What to do
Copy the rows below word for word, leaving out the pictures.

The input
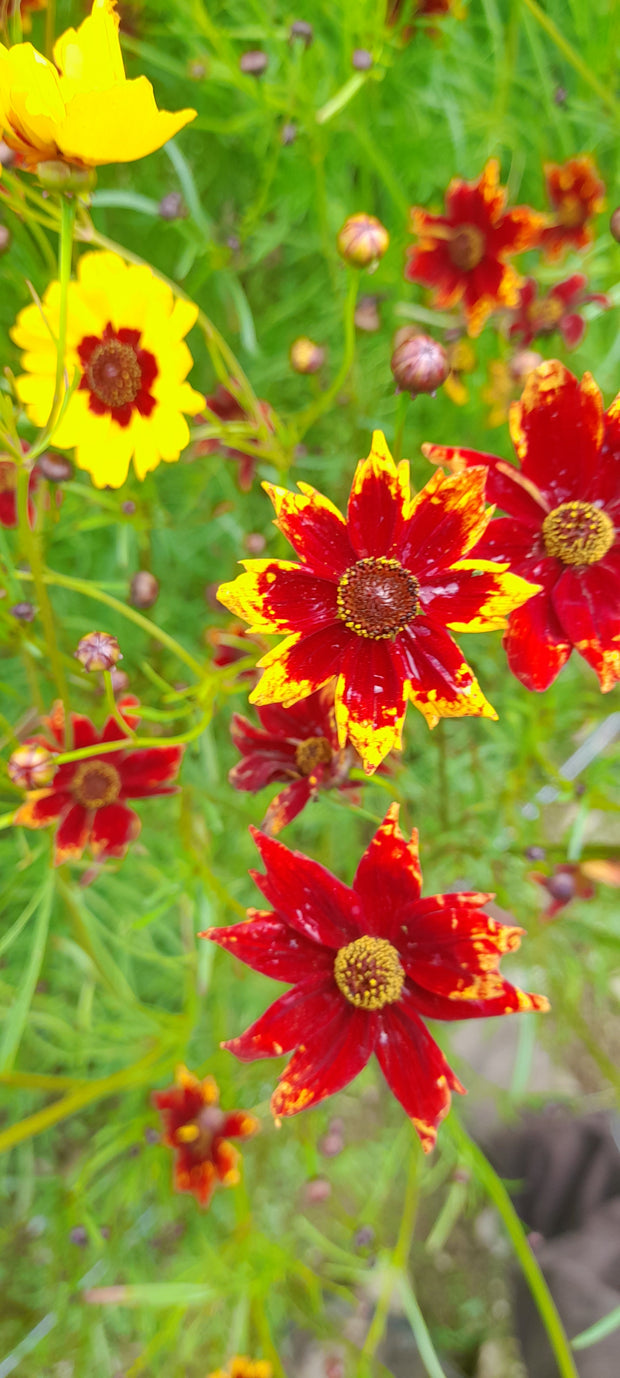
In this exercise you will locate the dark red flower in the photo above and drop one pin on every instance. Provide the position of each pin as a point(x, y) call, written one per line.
point(226, 408)
point(576, 194)
point(199, 1130)
point(463, 254)
point(372, 600)
point(87, 798)
point(562, 524)
point(557, 310)
point(117, 374)
point(367, 965)
point(298, 744)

Completed task
In this exercise you will locate the dark red flower in the photo above and drop one pin on every instance. Provide the position of each pin as a point(x, y) call, written one per line.
point(226, 408)
point(576, 194)
point(199, 1130)
point(463, 254)
point(372, 600)
point(87, 798)
point(562, 524)
point(557, 310)
point(117, 374)
point(367, 965)
point(298, 744)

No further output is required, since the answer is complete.